• The problem
Format the rows from the start through the line containing "(1018, 947)" as a numbered list, skipping blank lines and leaving the pictures out.

***** Input

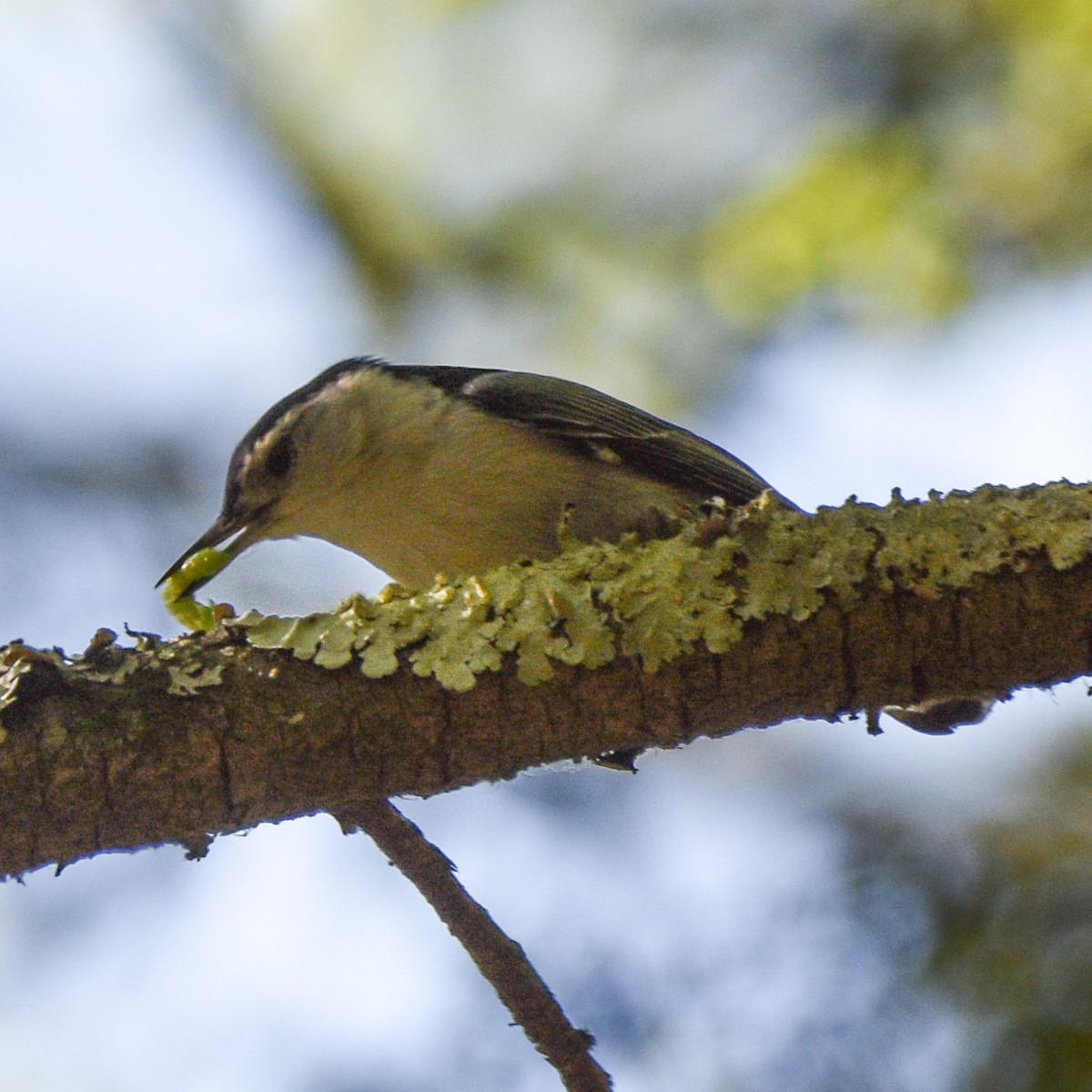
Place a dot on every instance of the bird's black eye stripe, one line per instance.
(281, 458)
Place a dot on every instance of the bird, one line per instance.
(426, 470)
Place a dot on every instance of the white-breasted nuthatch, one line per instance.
(425, 470)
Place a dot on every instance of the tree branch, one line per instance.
(781, 615)
(501, 961)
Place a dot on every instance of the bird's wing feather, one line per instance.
(581, 416)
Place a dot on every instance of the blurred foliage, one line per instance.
(862, 216)
(474, 142)
(1011, 910)
(1018, 947)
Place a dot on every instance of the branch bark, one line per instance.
(839, 614)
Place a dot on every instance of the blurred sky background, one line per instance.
(847, 239)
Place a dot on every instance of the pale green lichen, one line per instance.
(659, 600)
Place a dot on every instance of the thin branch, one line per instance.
(823, 617)
(501, 960)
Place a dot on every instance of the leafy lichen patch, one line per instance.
(659, 600)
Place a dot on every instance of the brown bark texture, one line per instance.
(99, 753)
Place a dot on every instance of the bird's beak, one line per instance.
(246, 532)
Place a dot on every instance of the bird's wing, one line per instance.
(581, 416)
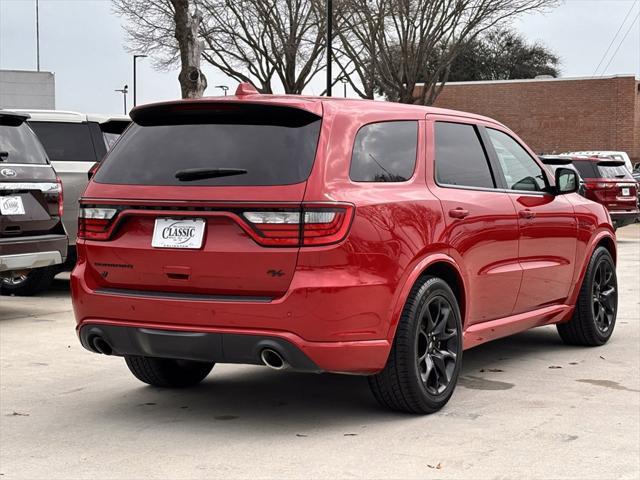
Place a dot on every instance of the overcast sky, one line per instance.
(82, 42)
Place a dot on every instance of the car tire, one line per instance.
(168, 372)
(34, 282)
(424, 363)
(595, 314)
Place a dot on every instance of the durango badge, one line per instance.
(8, 172)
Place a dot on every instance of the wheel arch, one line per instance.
(439, 265)
(604, 238)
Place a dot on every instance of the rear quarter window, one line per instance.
(274, 145)
(384, 152)
(69, 142)
(460, 157)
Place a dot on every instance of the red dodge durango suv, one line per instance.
(331, 235)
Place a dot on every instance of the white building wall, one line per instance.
(27, 89)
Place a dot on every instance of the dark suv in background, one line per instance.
(610, 183)
(33, 242)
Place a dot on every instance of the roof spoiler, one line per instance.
(13, 119)
(611, 163)
(208, 111)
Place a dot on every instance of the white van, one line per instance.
(608, 154)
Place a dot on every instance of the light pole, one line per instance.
(38, 34)
(224, 88)
(329, 44)
(135, 91)
(124, 92)
(344, 81)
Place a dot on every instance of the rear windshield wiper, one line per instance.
(189, 174)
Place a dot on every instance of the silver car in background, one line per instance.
(74, 143)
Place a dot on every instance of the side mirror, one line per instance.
(92, 171)
(567, 181)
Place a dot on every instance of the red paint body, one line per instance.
(340, 303)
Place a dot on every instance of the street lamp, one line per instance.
(344, 81)
(329, 44)
(135, 91)
(38, 34)
(224, 88)
(124, 92)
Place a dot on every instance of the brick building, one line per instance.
(558, 114)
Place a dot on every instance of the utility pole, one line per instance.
(135, 85)
(124, 92)
(329, 44)
(38, 34)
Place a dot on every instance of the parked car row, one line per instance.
(64, 143)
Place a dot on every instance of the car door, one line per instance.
(547, 224)
(481, 223)
(73, 148)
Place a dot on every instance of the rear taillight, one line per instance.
(60, 197)
(94, 223)
(314, 225)
(598, 185)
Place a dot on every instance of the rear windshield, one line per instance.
(66, 141)
(267, 145)
(619, 171)
(18, 144)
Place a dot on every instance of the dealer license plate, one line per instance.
(11, 206)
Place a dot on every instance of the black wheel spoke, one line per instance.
(437, 345)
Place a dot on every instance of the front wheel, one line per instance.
(168, 372)
(597, 307)
(424, 362)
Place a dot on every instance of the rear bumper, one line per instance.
(199, 346)
(621, 218)
(314, 329)
(32, 252)
(236, 346)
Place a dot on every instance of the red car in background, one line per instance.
(609, 183)
(331, 235)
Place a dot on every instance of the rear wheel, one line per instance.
(27, 283)
(167, 372)
(424, 362)
(595, 315)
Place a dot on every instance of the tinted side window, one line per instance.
(460, 158)
(66, 141)
(520, 171)
(586, 168)
(384, 152)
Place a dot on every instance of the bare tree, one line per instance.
(392, 45)
(168, 30)
(192, 81)
(257, 41)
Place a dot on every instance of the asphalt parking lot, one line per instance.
(525, 407)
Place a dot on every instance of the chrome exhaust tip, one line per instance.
(272, 359)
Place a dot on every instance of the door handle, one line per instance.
(526, 213)
(458, 212)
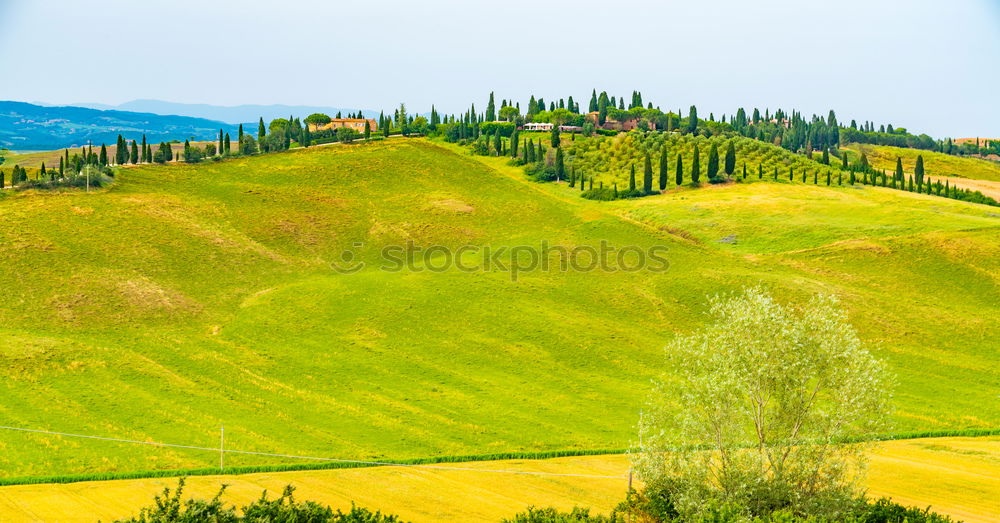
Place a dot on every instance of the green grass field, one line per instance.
(186, 297)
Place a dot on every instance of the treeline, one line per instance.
(789, 130)
(651, 505)
(650, 151)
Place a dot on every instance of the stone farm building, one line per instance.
(358, 124)
(983, 142)
(615, 125)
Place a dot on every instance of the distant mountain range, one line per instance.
(229, 114)
(25, 126)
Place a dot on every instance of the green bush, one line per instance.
(551, 515)
(169, 508)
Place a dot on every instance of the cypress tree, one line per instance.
(663, 169)
(647, 176)
(696, 167)
(713, 163)
(730, 163)
(560, 167)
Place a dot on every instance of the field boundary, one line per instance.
(418, 462)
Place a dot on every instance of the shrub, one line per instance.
(169, 508)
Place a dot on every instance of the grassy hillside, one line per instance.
(954, 476)
(189, 297)
(34, 159)
(935, 164)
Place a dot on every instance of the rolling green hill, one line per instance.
(935, 164)
(193, 296)
(609, 159)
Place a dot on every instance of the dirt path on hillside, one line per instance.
(956, 476)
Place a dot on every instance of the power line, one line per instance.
(314, 458)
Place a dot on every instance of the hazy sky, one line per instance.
(928, 65)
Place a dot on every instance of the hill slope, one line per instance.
(189, 297)
(33, 127)
(231, 114)
(935, 164)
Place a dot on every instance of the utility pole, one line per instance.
(222, 448)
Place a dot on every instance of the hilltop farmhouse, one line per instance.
(358, 124)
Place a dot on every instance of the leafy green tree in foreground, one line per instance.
(760, 409)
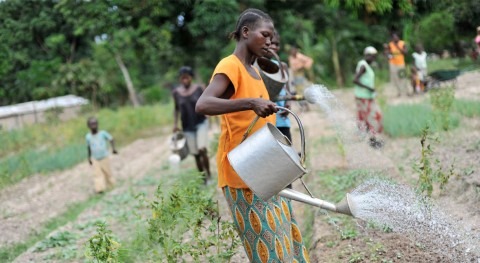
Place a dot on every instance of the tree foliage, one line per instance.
(110, 49)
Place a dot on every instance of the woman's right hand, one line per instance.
(263, 107)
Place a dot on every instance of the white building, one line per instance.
(19, 115)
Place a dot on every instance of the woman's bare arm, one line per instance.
(215, 100)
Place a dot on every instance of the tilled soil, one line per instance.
(28, 205)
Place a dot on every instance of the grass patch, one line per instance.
(452, 64)
(44, 148)
(467, 108)
(8, 254)
(407, 120)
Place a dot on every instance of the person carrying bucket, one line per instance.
(194, 125)
(282, 122)
(299, 63)
(369, 116)
(236, 91)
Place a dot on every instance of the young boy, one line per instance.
(97, 146)
(419, 71)
(369, 116)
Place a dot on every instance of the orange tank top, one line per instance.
(233, 125)
(397, 56)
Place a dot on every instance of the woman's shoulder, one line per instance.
(230, 60)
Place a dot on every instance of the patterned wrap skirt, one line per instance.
(268, 230)
(369, 116)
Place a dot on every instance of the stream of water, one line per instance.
(401, 209)
(397, 206)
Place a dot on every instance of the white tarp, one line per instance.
(42, 105)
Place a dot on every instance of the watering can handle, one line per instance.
(300, 126)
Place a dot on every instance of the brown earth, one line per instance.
(28, 205)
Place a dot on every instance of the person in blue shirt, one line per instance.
(98, 152)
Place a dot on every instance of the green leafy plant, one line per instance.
(102, 247)
(188, 212)
(59, 239)
(430, 171)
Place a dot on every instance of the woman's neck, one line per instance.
(244, 56)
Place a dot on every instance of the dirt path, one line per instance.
(29, 204)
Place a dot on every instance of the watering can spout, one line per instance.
(346, 206)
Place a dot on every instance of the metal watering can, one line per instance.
(267, 163)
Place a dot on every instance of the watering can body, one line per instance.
(266, 162)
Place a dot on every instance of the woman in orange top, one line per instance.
(397, 51)
(268, 230)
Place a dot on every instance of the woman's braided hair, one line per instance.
(249, 18)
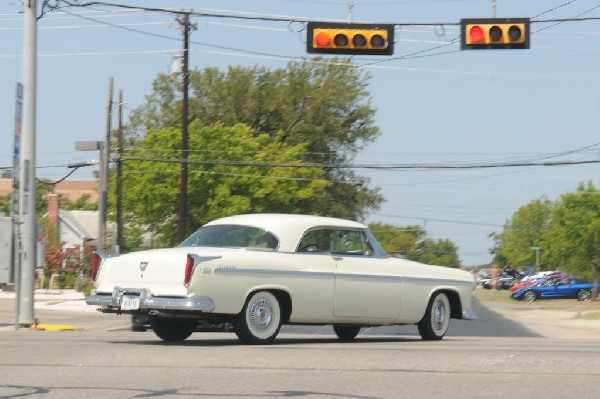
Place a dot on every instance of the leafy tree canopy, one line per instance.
(522, 232)
(567, 230)
(411, 243)
(216, 186)
(324, 107)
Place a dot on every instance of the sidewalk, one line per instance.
(63, 299)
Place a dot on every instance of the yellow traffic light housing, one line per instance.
(495, 33)
(351, 39)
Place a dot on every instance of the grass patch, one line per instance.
(493, 295)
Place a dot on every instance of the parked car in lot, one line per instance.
(539, 278)
(261, 271)
(555, 289)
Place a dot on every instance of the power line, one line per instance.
(419, 167)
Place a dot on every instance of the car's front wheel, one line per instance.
(584, 295)
(529, 296)
(260, 319)
(434, 325)
(172, 329)
(346, 333)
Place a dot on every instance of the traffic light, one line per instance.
(340, 38)
(494, 33)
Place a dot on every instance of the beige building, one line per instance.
(70, 189)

**********

• Finished answer
1. Place a dot on every instance of the bird's black eye stripe, one line per instance.
2. (281, 458)
3. Place a dot on every instance of the bird, one line per instance.
4. (426, 470)
5. Place a dot on every instance of the white-breasted nuthatch, one line per instance.
6. (425, 470)
7. Place a dot on every instance of the tree branch, one line per instance.
8. (781, 615)
9. (501, 961)
10. Place a dot on every instance of the bird's wing feather, one line per instance.
11. (581, 416)
12. Place a dot on every instance of the blurred foliage, one line per instance.
13. (862, 216)
14. (474, 142)
15. (1011, 910)
16. (1018, 947)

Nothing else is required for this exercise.